INFORMATION PROVIDED:
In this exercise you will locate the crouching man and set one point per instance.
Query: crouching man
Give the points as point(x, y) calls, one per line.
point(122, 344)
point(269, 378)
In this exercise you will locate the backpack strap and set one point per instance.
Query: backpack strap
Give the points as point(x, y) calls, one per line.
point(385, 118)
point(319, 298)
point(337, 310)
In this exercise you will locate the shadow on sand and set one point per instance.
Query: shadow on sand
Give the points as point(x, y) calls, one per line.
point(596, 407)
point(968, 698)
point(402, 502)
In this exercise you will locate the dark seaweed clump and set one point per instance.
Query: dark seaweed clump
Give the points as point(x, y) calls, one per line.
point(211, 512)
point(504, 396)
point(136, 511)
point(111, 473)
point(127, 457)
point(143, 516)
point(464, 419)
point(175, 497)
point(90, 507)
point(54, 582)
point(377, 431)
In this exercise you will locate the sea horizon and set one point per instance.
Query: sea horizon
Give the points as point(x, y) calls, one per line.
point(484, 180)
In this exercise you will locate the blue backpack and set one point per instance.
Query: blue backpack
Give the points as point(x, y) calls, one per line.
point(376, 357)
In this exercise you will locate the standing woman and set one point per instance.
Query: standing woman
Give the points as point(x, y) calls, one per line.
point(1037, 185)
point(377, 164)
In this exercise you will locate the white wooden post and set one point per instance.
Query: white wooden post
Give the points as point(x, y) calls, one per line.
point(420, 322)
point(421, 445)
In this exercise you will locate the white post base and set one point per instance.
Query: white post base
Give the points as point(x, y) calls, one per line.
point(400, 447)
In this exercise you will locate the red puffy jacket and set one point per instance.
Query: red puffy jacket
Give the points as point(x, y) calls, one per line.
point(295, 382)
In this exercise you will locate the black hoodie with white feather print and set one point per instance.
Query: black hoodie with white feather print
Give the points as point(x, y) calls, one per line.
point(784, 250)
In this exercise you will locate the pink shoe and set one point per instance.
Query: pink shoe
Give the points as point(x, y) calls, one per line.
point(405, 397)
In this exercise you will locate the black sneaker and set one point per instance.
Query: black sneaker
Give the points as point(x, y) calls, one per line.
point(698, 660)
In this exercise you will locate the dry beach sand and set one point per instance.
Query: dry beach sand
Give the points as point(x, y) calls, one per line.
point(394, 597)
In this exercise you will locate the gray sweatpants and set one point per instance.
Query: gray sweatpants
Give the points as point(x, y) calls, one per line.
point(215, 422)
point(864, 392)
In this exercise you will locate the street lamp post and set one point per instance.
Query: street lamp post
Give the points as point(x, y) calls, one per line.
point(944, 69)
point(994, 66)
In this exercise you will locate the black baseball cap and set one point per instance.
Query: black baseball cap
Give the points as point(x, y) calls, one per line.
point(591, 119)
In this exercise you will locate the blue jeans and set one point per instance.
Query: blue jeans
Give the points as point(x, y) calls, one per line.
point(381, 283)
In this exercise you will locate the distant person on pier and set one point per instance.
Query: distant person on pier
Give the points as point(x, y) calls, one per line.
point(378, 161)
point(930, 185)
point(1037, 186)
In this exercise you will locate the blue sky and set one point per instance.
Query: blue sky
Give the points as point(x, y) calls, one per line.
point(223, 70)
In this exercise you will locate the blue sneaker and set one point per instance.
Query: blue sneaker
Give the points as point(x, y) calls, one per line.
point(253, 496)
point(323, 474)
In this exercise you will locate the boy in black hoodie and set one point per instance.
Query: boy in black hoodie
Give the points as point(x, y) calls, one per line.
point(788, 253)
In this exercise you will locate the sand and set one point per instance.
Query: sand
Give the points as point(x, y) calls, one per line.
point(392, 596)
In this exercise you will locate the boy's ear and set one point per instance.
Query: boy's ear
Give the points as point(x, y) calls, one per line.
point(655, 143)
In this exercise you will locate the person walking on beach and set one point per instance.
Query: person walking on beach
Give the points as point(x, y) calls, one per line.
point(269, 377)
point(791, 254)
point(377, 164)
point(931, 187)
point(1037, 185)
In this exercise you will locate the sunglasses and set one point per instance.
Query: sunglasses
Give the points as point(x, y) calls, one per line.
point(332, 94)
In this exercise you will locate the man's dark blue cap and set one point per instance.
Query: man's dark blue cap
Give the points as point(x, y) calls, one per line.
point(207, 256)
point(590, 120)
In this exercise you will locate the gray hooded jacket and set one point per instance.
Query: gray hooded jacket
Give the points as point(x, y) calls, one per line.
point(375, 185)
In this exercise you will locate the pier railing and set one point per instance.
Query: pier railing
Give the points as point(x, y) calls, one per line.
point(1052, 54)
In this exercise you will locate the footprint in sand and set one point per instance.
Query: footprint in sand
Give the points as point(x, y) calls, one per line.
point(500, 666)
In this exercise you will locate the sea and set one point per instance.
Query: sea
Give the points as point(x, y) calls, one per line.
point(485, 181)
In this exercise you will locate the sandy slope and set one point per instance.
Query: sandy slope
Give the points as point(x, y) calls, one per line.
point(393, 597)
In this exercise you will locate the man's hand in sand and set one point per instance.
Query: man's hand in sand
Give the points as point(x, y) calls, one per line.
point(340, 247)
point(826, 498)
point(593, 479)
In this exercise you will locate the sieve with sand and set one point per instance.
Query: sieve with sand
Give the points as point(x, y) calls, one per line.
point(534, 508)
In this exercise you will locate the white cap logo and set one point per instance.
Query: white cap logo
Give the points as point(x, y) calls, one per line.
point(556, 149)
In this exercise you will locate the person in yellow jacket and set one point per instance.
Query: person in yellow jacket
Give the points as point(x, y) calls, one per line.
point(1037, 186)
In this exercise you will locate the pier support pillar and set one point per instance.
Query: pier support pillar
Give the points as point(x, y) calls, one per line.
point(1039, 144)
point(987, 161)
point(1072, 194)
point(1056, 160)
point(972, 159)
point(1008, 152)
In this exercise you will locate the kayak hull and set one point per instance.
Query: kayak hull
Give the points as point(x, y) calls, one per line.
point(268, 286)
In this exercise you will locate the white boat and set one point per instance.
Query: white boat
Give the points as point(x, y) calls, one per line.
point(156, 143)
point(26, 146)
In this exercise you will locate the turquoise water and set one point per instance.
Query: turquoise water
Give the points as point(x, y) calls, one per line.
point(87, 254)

EXERCISE GOAL: Look above for the line with "Query: gray hooded jacket"; retype exactly that line, every line after it up to the line with "Query: pier support pillar", and that line too, nothing else.

SOLVED EXERCISE:
Query: gray hooded jacket
Give the points as point(x, y) calls, one per line.
point(375, 185)
In this exercise you will locate the pier railing and set one point per instance.
Query: pier railing
Give the points as point(x, y) calls, one per line.
point(1052, 54)
In this exercise you will locate the footprint in sand and set one point per instance.
Query: footprint in sand
Give the points as point(x, y) calls, one per line.
point(500, 666)
In this exercise you will locate the sea and set one point per instance.
Query: sea
Give the points as point(x, y) calls, one per line.
point(485, 181)
In this exercise you will locate the sandy slope and set one point per instance.
Query: sandy slope
Give the points as point(x, y) calls, one per line.
point(393, 597)
In this exercise you will locate the man's hand in sand and set one point per instance.
Query: man's hand in sand
Give the points as point(x, y) calls, one per line.
point(340, 247)
point(826, 498)
point(593, 479)
In this exercise you will locate the sieve with sand and set one point per instance.
Query: sieve with sand
Give the points as point(x, y) calls, one per line.
point(534, 508)
In this exercise you will locate the white cap logo and set one point per instance.
Query: white cap logo
Give the points as point(x, y) calls, one per line.
point(556, 149)
In this exercise you will locate the person in yellow jacket and set one point per instance.
Query: person in yellow jacket
Give the points as point(x, y) calls, one per line.
point(1037, 186)
In this exercise you will locate the pier support pillar and set one point per instance.
Query: pier support pillar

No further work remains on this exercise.